↓↓↓

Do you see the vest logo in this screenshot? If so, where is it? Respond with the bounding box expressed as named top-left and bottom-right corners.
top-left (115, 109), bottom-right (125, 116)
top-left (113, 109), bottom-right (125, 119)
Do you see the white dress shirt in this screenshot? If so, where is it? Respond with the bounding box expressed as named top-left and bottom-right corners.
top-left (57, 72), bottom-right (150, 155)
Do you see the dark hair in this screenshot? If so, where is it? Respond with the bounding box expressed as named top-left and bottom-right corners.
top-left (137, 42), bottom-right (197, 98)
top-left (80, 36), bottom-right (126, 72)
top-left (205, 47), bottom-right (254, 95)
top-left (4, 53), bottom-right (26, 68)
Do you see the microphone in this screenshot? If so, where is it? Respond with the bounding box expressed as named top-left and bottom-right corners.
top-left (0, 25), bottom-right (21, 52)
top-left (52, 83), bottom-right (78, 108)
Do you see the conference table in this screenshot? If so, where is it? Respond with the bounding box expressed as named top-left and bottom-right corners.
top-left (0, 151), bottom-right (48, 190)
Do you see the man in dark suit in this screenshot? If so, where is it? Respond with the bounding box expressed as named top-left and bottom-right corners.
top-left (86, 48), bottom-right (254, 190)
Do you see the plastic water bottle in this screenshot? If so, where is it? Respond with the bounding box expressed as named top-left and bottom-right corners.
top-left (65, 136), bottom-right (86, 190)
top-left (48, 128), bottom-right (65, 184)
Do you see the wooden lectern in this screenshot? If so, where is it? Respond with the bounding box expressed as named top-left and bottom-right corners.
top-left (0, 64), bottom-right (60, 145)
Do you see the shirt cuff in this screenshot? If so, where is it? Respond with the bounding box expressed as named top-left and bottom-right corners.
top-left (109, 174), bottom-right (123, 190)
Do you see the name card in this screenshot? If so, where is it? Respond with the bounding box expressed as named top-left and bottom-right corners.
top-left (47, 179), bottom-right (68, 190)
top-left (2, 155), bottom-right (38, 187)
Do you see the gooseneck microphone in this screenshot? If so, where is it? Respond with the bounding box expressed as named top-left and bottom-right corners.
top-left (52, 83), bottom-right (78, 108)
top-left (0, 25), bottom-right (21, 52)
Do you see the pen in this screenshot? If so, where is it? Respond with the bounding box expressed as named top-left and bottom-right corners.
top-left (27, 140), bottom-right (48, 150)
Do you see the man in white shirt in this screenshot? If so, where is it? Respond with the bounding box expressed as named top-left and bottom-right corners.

↑↑↑

## Do this
Scale the items starting at the line that contains "Do you see the conference" and ending after the line that contains "top-left (86, 48), bottom-right (254, 190)". Copy each request unchanged, and in the answers multiply every coordinate by 0.95, rounding to whole numbers with halves going up.

## Response
Do you see the conference table in this screenshot? If so, where is it? Respond with the bounding box expressed as named top-left and bottom-right corners.
top-left (0, 143), bottom-right (46, 181)
Do you see the man in dark suit in this screenshot? If so, where is it? Respond with the bounding box expressed as named top-left and bottom-right corners.
top-left (82, 46), bottom-right (241, 181)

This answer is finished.